[EXERCISE MATERIAL — start]
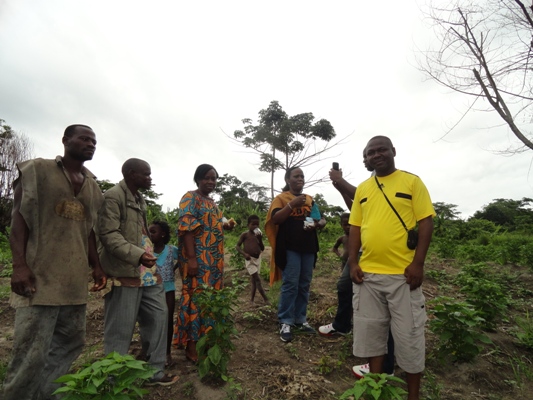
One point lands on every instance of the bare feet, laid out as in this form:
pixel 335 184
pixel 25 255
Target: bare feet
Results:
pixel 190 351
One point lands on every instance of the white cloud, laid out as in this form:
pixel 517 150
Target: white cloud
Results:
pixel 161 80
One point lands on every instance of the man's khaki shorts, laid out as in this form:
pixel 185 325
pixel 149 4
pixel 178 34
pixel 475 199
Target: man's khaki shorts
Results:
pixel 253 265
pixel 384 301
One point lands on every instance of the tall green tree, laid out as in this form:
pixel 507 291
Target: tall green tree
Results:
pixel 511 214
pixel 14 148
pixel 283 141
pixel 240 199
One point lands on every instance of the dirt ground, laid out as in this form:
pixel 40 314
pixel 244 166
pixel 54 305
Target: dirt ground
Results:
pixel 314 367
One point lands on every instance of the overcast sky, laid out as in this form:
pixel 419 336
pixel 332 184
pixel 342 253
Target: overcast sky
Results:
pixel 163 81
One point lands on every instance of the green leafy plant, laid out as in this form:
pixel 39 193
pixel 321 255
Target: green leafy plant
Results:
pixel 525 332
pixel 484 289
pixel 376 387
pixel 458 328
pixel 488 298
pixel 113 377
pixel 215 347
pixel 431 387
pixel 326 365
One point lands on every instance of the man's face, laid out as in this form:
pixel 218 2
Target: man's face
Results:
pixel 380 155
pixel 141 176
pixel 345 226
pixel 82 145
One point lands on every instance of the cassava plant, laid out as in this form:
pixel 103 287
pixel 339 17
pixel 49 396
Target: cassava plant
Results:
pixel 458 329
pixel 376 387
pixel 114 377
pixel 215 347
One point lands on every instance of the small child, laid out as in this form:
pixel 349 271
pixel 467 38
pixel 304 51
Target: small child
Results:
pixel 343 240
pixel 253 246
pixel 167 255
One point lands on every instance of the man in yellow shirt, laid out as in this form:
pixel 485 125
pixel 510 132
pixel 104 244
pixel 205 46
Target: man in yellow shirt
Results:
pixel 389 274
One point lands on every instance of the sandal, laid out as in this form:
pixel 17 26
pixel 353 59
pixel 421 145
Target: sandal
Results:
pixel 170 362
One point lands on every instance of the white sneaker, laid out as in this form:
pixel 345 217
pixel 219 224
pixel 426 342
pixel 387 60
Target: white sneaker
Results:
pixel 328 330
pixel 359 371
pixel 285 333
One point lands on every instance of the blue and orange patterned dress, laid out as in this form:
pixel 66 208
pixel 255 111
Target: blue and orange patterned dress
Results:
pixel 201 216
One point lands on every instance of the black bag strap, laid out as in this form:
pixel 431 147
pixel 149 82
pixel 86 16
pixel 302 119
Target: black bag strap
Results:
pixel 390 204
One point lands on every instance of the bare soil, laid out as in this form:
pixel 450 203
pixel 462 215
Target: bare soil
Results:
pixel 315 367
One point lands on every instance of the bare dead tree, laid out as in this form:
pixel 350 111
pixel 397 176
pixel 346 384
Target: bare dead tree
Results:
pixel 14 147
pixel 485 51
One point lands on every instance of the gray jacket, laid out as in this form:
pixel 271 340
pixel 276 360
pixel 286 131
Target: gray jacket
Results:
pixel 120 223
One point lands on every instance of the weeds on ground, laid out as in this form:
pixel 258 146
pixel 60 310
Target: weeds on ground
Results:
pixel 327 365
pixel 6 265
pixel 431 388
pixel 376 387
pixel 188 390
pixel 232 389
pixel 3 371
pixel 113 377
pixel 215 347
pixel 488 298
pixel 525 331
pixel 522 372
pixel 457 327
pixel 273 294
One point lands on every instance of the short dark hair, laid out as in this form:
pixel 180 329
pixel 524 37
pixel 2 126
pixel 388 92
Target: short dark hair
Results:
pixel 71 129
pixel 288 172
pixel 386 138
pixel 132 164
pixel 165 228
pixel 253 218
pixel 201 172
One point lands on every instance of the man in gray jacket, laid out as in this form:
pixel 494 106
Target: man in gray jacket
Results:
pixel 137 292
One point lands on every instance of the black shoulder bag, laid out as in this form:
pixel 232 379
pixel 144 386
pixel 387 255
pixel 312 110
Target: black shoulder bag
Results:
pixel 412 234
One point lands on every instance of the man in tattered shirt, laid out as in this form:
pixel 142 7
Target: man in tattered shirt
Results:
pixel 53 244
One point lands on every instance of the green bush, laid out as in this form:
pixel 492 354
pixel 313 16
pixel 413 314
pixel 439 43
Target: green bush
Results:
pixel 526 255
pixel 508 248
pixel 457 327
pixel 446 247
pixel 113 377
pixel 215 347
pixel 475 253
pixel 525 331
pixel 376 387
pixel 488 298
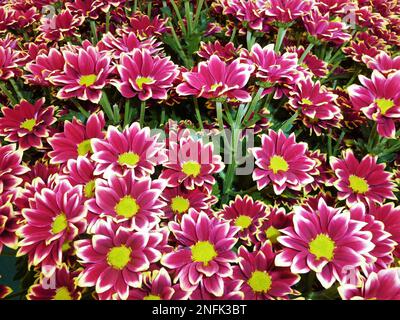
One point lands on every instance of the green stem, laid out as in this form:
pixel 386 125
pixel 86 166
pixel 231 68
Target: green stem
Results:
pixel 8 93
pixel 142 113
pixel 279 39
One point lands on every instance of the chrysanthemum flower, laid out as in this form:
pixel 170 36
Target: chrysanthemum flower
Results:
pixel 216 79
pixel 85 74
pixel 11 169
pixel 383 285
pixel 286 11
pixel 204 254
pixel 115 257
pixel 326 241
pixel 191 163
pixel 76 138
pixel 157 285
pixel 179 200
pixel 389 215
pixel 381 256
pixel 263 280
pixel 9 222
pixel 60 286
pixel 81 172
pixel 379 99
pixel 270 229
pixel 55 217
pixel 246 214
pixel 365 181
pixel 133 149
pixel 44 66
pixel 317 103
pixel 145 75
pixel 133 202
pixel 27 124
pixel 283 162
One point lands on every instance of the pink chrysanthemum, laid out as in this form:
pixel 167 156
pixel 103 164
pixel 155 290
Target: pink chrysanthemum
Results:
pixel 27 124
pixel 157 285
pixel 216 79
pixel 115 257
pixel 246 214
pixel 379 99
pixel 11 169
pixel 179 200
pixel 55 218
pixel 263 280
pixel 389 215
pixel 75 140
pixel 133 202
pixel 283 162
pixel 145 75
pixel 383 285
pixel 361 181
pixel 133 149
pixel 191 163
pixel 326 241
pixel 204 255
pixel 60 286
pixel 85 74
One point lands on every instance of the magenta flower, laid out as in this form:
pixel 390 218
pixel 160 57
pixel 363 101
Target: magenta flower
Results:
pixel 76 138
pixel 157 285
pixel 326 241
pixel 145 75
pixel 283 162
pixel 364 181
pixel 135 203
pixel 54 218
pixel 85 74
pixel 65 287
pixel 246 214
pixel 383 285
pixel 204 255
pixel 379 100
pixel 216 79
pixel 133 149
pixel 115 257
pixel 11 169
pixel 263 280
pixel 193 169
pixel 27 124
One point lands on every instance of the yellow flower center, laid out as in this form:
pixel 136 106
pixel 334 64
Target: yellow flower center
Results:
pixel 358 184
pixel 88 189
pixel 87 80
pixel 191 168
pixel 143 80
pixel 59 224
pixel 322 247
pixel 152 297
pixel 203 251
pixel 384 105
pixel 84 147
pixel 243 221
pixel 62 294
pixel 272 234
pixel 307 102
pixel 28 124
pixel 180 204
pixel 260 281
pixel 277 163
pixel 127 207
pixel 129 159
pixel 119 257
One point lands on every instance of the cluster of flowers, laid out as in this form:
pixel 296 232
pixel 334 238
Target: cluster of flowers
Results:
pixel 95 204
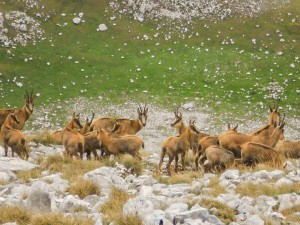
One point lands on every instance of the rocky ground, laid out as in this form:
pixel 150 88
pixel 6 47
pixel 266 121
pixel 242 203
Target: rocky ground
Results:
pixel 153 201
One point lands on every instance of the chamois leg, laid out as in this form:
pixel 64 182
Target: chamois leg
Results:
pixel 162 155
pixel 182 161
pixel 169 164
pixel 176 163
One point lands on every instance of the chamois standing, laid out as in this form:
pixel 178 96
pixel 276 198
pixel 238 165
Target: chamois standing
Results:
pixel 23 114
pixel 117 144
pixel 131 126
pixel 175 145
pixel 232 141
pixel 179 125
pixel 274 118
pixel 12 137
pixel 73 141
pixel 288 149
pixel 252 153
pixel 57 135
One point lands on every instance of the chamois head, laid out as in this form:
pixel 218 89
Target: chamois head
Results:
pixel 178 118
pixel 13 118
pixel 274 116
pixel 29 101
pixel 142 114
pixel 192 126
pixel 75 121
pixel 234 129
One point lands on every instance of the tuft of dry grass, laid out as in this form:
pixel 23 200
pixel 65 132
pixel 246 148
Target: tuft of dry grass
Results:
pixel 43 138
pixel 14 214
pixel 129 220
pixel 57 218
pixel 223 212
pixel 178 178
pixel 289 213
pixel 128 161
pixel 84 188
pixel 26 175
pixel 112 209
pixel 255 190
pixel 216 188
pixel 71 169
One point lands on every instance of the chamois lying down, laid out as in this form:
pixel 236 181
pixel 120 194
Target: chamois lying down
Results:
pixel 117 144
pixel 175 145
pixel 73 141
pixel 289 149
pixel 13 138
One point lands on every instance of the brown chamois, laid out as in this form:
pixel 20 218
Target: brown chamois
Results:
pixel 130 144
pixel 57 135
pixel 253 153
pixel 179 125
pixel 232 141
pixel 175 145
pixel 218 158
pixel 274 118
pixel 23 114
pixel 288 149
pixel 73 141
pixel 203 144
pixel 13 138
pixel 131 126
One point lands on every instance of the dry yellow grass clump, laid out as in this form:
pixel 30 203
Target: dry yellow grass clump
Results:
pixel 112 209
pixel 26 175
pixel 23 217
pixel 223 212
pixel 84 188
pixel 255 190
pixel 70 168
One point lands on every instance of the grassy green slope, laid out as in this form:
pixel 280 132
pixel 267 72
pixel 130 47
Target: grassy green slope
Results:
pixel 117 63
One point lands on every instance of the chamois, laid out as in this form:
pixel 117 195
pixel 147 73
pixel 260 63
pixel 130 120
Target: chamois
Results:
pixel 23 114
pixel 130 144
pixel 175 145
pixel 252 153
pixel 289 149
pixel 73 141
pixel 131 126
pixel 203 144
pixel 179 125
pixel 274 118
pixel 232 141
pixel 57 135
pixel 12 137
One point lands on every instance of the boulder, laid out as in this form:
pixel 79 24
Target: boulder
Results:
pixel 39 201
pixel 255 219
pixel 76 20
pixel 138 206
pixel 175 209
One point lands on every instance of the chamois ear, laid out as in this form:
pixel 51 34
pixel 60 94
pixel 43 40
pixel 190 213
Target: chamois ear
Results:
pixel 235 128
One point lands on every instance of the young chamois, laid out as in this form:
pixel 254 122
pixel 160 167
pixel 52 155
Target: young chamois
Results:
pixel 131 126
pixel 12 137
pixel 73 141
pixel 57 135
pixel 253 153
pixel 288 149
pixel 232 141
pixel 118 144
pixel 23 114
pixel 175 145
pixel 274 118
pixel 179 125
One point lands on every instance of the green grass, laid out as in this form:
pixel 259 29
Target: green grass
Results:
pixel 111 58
[EXERCISE MATERIAL — finish]
[EXERCISE MATERIAL — start]
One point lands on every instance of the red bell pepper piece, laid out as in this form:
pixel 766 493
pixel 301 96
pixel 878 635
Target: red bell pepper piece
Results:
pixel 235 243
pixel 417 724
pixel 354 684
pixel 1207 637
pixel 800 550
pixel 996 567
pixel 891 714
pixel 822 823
[EXERCISE MATERIAL — finish]
Show every line from the entries that includes the word "magenta".

One point lands on every instance of the magenta flower, laid out as in this form:
Target: magenta flower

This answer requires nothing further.